<<<<
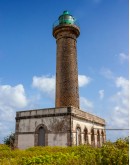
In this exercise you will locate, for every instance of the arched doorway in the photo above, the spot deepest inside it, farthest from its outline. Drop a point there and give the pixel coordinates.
(41, 136)
(85, 136)
(98, 138)
(78, 136)
(92, 137)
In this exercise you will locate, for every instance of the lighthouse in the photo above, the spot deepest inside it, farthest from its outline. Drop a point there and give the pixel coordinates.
(66, 32)
(65, 124)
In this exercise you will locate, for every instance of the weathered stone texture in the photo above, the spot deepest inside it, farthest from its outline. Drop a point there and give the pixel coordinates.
(60, 126)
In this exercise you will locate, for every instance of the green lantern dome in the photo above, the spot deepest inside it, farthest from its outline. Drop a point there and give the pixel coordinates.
(66, 18)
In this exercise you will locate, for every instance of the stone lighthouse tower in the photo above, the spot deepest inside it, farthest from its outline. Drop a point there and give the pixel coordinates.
(66, 32)
(65, 124)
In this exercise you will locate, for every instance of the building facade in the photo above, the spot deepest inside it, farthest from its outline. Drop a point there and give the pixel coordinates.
(66, 124)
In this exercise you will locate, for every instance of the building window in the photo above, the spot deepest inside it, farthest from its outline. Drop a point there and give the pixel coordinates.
(102, 135)
(98, 138)
(92, 137)
(41, 136)
(78, 136)
(85, 136)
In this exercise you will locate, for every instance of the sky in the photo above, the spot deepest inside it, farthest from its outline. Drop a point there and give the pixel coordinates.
(28, 59)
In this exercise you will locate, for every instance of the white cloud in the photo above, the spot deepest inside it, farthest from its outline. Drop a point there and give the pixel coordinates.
(11, 100)
(46, 84)
(83, 80)
(101, 94)
(13, 96)
(120, 104)
(123, 58)
(86, 104)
>>>>
• Work to be completed:
Restate the data above exactly, stripping out each image.

• Complete answer:
In this exercise you will locate, for every instance of the arched doorway in the photo above, the spot deepest inside it, farthest from its outline. Drop a point there and give the pixel coordinates.
(41, 136)
(85, 136)
(98, 138)
(78, 136)
(92, 137)
In this exercise you will locate, for every instance of the lighthouse in the photo above, the spot deepest inside it, farthest from its outline. Drop a point there and give the pixel coordinates.
(66, 32)
(65, 124)
In this exercise you will locate, for every instance of the weathered stone texture in the photo above, the spot deepest inside it, farthest from its outline. Drop a point there and give the pixel coordinates.
(60, 126)
In this exercise you will locate, for every instance of the green lantern dome in the photo above, the spot deepest inside it, farthest from its outline. Drop a point there and give the pixel coordinates.
(66, 18)
In this exercise you will locate, for every instance of the stone lighthouse tower in the photo above, the spot deepest inside it, farthest from its outline. Drop a point there and give the pixel coordinates.
(66, 32)
(65, 124)
In this exercise you will locate, for every instance of the building facade in the photo above, the spot deepest inside it, farthest from its outline. Drop a point there and give the pixel coordinates.
(66, 124)
In this exercise you will locate, for every instance of the building window in the photo above, the spot deepest inside it, farthest from its outline. Drop a point there and give the pixel coordinates.
(102, 135)
(98, 138)
(92, 137)
(41, 136)
(78, 136)
(85, 136)
In this exercise you will locate, for every instance of the sky in the photo above, the spot deepest inside it, farthest from its outline. Drop a point there and give the pixel coordinates.
(28, 59)
In this exercise you will locate, for every instance of the white cloud in the photo above, the spot deepest inside it, farthest from its outline. Drop a point there and give the pixel coordinates.
(11, 100)
(46, 84)
(83, 80)
(101, 94)
(13, 96)
(120, 104)
(123, 58)
(86, 104)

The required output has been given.